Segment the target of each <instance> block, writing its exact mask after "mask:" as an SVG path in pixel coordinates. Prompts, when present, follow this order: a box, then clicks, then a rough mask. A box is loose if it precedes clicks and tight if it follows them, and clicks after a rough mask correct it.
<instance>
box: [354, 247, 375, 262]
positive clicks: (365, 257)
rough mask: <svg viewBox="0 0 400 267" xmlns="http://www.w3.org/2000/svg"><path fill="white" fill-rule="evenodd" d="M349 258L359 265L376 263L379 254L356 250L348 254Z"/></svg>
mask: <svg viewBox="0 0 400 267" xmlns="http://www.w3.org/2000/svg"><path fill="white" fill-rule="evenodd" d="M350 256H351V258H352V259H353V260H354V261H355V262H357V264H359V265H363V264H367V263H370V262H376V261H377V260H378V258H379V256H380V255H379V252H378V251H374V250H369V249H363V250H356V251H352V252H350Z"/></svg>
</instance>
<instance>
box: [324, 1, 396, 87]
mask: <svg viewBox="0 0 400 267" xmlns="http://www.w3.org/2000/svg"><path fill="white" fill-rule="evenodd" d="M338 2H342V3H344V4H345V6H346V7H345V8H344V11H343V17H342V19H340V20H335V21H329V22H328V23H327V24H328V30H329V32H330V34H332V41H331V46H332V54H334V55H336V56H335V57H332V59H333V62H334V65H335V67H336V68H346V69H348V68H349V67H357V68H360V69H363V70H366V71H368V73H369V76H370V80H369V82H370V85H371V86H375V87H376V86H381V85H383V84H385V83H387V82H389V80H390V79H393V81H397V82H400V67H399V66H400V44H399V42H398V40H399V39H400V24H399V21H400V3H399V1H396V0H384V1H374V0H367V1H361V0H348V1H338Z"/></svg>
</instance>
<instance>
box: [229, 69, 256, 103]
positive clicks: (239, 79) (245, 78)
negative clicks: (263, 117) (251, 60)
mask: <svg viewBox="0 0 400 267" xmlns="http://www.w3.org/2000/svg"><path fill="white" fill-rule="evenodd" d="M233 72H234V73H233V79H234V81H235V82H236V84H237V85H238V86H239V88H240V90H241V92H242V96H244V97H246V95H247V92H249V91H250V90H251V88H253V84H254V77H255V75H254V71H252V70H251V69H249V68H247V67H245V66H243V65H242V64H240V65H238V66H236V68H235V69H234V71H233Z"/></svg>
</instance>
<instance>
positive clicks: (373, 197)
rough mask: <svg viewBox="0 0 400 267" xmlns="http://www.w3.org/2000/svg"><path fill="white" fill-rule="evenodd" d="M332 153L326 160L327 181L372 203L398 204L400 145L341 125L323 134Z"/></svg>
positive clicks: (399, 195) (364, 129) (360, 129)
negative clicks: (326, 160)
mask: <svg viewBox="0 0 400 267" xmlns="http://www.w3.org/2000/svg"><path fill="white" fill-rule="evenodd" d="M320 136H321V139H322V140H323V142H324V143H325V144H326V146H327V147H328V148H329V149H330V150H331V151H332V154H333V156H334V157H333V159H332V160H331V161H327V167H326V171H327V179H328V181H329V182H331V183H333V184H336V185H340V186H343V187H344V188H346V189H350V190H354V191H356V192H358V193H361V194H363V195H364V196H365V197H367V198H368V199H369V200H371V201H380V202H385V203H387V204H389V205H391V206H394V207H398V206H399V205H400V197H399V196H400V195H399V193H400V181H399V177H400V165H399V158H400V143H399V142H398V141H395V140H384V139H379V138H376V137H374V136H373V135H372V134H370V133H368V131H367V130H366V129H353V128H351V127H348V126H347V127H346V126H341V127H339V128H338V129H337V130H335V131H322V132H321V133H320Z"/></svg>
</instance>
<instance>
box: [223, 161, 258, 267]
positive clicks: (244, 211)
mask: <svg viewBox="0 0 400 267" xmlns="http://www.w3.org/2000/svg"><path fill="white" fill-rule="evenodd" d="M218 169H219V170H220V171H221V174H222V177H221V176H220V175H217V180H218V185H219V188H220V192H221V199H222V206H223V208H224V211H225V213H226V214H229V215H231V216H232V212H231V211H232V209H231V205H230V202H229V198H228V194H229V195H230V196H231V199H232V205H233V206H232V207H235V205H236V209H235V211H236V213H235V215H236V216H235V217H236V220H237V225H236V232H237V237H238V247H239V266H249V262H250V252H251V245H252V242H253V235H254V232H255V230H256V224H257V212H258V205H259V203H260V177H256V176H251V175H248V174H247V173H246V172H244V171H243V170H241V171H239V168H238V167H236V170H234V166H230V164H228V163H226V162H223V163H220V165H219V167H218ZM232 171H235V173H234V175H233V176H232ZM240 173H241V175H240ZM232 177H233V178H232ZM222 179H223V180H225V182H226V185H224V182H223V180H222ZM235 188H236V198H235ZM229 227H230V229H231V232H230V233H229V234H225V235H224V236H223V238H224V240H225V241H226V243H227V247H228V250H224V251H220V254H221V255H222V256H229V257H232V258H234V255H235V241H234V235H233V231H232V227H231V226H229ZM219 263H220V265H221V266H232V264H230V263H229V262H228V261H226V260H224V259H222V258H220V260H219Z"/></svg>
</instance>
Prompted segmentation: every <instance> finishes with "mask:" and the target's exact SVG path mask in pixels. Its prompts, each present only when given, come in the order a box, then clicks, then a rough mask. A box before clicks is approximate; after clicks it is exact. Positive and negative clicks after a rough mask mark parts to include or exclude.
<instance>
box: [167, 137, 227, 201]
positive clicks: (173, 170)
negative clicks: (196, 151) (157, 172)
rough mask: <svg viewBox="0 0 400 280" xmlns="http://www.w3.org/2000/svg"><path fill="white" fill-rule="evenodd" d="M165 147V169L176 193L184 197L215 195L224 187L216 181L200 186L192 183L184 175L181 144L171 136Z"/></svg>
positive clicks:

• YOUR OBJECTIVE: Copy the records above exactly as they appear.

• RESPONSE AREA:
Segment the target of each <instance> block, writing its exact mask after "mask:" as an SVG path in pixel coordinates. Prompts, when present, follow this order: a box, then clicks, then a rough mask. A box is loose if it precedes clicks and tight if it follows them, and clicks after a rough mask correct it.
<instance>
box: [354, 247, 375, 262]
positive clicks: (365, 257)
rough mask: <svg viewBox="0 0 400 267" xmlns="http://www.w3.org/2000/svg"><path fill="white" fill-rule="evenodd" d="M349 258L359 265L376 263L379 254L356 250L348 254Z"/></svg>
mask: <svg viewBox="0 0 400 267" xmlns="http://www.w3.org/2000/svg"><path fill="white" fill-rule="evenodd" d="M350 256H351V258H352V259H353V260H354V261H355V262H357V264H359V265H363V264H367V263H370V262H376V261H377V260H378V258H379V256H380V255H379V252H378V251H374V250H369V249H363V250H356V251H352V252H350Z"/></svg>
</instance>
<instance>
box: [324, 1, 396, 87]
mask: <svg viewBox="0 0 400 267" xmlns="http://www.w3.org/2000/svg"><path fill="white" fill-rule="evenodd" d="M338 2H342V3H344V4H345V6H346V7H345V8H344V11H343V17H342V19H340V20H335V21H329V22H328V23H327V24H328V30H329V32H330V34H332V41H331V46H332V54H334V55H336V56H335V57H332V59H333V62H334V65H335V67H336V68H346V69H348V68H349V67H357V68H360V69H363V70H366V71H368V73H369V76H370V80H369V82H370V85H371V86H375V87H376V86H381V85H383V84H385V83H387V82H389V80H390V79H393V81H397V82H400V67H399V66H400V44H399V42H398V40H399V39H400V24H399V21H400V3H399V1H396V0H384V1H374V0H367V1H361V0H348V1H338Z"/></svg>
</instance>
<instance>
box: [229, 69, 256, 103]
positive clicks: (239, 79) (245, 78)
negative clicks: (263, 117) (251, 60)
mask: <svg viewBox="0 0 400 267" xmlns="http://www.w3.org/2000/svg"><path fill="white" fill-rule="evenodd" d="M233 72H234V73H233V79H234V81H235V82H236V84H237V85H238V86H239V88H240V90H241V92H242V96H244V97H246V95H247V92H249V91H250V90H251V88H253V84H254V77H255V75H254V71H252V70H251V69H249V68H247V67H245V66H243V65H242V64H240V65H238V66H236V68H235V69H234V71H233Z"/></svg>
</instance>
<instance>
positive clicks: (373, 197)
rough mask: <svg viewBox="0 0 400 267" xmlns="http://www.w3.org/2000/svg"><path fill="white" fill-rule="evenodd" d="M332 153L326 160L327 181L372 203L398 204L400 145L341 125L323 134Z"/></svg>
positive clicks: (399, 195) (364, 129) (360, 129)
negative clicks: (326, 160)
mask: <svg viewBox="0 0 400 267" xmlns="http://www.w3.org/2000/svg"><path fill="white" fill-rule="evenodd" d="M320 136H321V139H322V140H323V142H324V143H325V144H326V146H327V147H328V148H329V149H330V150H331V151H332V154H333V156H334V157H333V159H332V160H331V161H327V167H326V171H327V179H328V181H329V182H331V183H333V184H336V185H340V186H343V187H344V188H346V189H350V190H354V191H356V192H358V193H361V194H363V195H364V196H365V197H367V198H368V199H369V200H371V201H380V202H385V203H387V204H389V205H391V206H394V207H398V206H399V205H400V197H399V196H400V195H399V193H400V181H399V177H400V165H399V158H400V143H399V142H398V141H395V140H384V139H379V138H376V137H374V136H373V135H372V134H370V133H368V131H367V130H366V129H353V128H351V127H348V126H347V127H346V126H341V127H339V128H338V129H337V130H335V131H322V132H321V133H320Z"/></svg>
</instance>
<instance>
box: [223, 161, 258, 267]
positive clicks: (244, 211)
mask: <svg viewBox="0 0 400 267" xmlns="http://www.w3.org/2000/svg"><path fill="white" fill-rule="evenodd" d="M218 169H219V170H220V171H221V174H222V177H221V176H220V175H217V180H218V185H219V188H220V192H221V199H222V206H223V208H224V211H225V213H226V214H229V215H231V216H232V212H231V211H232V209H231V205H230V202H229V198H228V194H229V195H230V196H231V199H232V205H233V206H232V207H235V205H236V209H235V211H236V213H235V215H236V216H235V217H236V220H237V225H236V232H237V237H238V247H239V266H249V262H250V252H251V245H252V242H253V235H254V232H255V230H256V224H257V212H258V205H259V203H260V177H256V176H251V175H248V174H247V173H246V172H244V171H243V170H241V171H239V168H238V167H236V170H234V166H230V164H228V163H226V162H223V163H220V165H219V167H218ZM232 171H235V173H234V175H233V176H232ZM240 173H241V175H240ZM232 177H233V178H232ZM222 179H223V180H225V182H226V185H224V182H223V180H222ZM235 188H236V198H235ZM229 227H230V229H231V232H230V233H229V234H225V235H224V236H223V238H224V240H225V241H226V243H227V247H228V250H224V251H220V254H221V255H222V256H229V257H232V258H234V255H235V241H234V235H233V231H232V227H231V226H229ZM219 263H220V265H221V266H232V264H230V263H229V262H228V261H226V260H224V259H222V258H220V260H219Z"/></svg>
</instance>
Prompted segmentation: every <instance> finishes with "mask:" and the target's exact SVG path mask in pixels. Its prompts, each present only when given, come in the order a box, then clicks, then a rough mask. A box before clicks is approximate; after clicks it is exact. Positive and negative clicks after a rough mask mark parts to include or exclude.
<instance>
box: [167, 137, 227, 201]
positive clicks: (173, 170)
negative clicks: (196, 151) (157, 172)
rough mask: <svg viewBox="0 0 400 280" xmlns="http://www.w3.org/2000/svg"><path fill="white" fill-rule="evenodd" d="M165 147V169L176 193L184 197L215 195L224 187L216 181L200 186L192 183L184 175L181 144L171 136Z"/></svg>
positive clicks:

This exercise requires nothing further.